- _EXERCISE MATERIAL_:
+ + + +
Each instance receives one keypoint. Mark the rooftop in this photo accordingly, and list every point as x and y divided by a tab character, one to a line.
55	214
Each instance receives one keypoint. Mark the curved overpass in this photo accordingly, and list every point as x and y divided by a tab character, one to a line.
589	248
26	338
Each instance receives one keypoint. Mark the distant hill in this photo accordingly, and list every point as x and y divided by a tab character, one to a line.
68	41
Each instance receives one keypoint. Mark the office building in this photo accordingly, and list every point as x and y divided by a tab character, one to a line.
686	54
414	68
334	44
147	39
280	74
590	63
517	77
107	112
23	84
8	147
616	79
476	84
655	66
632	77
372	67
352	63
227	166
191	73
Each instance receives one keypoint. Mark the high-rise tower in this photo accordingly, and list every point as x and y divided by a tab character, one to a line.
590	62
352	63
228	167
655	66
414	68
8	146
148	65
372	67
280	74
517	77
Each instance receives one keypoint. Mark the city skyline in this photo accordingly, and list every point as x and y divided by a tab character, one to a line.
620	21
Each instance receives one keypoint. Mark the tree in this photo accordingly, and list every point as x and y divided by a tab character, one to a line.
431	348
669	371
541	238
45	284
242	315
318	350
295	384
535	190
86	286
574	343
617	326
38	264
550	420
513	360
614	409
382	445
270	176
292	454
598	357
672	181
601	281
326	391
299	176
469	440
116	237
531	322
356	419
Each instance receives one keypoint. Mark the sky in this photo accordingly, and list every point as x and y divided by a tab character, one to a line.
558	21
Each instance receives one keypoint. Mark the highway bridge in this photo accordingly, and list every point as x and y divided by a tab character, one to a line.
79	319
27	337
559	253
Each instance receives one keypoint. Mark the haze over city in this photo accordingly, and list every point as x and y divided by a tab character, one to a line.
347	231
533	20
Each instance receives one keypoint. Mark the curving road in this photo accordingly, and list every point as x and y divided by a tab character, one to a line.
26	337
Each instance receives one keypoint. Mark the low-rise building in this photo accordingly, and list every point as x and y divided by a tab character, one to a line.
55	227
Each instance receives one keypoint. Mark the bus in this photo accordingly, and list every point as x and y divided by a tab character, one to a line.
+ + + +
- _TASK BRIEF_: Recast all the records above as a JSON array of strings, with one string per line and any blank lines left out.

- _SOLVED PROBLEM_:
[
  "Each instance receives one keypoint. Mark the rooftop in this photo accordingly, and list every point as x and y divided by a tab character, one to a line.",
  "55\t214",
  "Each instance receives one keypoint. Mark the curved overpass in this photo accordingly, and list every point as x and y divided by a tab character, one to a line.",
  "589\t248",
  "26\t338",
  "Each instance receives one keypoint. Mark the distant hill in this photo accordingly, and list every point as x and y divided by a tab character, one to a line.",
  "68\t41",
  "Each instance receives one keypoint. Mark the office building in this photo accordingly, and list every point as x and y divided by a tab character, one to a line.",
  "686\t54",
  "414\t68",
  "334\t44",
  "147\t39",
  "280\t74",
  "590\t63",
  "517\t77",
  "107\t112",
  "23\t84",
  "8\t147",
  "616\t79",
  "476\t84",
  "655\t66",
  "632\t77",
  "372\t67",
  "352\t63",
  "227\t166",
  "191\t73",
  "Each instance receives one keypoint. Mark the high-rise tower in this photo accordingly, and list every point as x and y divided by a tab character, one to a line.",
  "590\t62",
  "352\t63",
  "228\t167",
  "655\t66",
  "414\t68",
  "8\t146",
  "148\t65",
  "372\t67",
  "280\t74",
  "517\t77",
  "Each instance receives one keypoint. Mark the city skyline in this photo accordingly, and list every point as x and y divided by a tab character, one to a line.",
  "620\t21",
  "Each instance receives one keypoint. Mark the tree in this photo accordingly, and list every point as x and y divided by a tab character, one to a line.",
  "431\t348",
  "669\t371",
  "541\t238",
  "45\t284",
  "242\t315",
  "318\t350",
  "295\t384",
  "535\t190",
  "86\t286",
  "574\t343",
  "617\t326",
  "38\t264",
  "550\t420",
  "513\t360",
  "614\t409",
  "382\t445",
  "270\t176",
  "292\t454",
  "598\t357",
  "672\t181",
  "601\t281",
  "326\t391",
  "299\t176",
  "469\t440",
  "116\t237",
  "531\t322",
  "356\t419",
  "Each instance receives one keypoint. Mark the sky in this photo accordingly, and list every point as x and y divided by a tab character, one to a line.",
  "558\t21",
  "Each instance receives one keypoint. Mark the highway bridge in this photo accordingly, and list every point as x and y divided by a tab character, one to a line.",
  "79\t319",
  "27\t337",
  "559\t253",
  "Each instance receives one keypoint. Mark the haze over city in this photo accordingly, and list every point as x and y divided by a tab character, one to a line.",
  "347\t231",
  "533\t20",
  "Each instance receives one keypoint. Mark the curving road in this photo accordingly, and list every point as x and y divided by a tab character, one to a line.",
  "26\t337",
  "Each instance receives one keypoint. Mark the low-rise building in this photo accordingly, and list every point as x and y divided by a tab character, one to a line.",
  "55\t227",
  "Each instance receives one keypoint. Mark the bus in this photo accordingly, and list every point as x and y divided by a tab character, one to a line."
]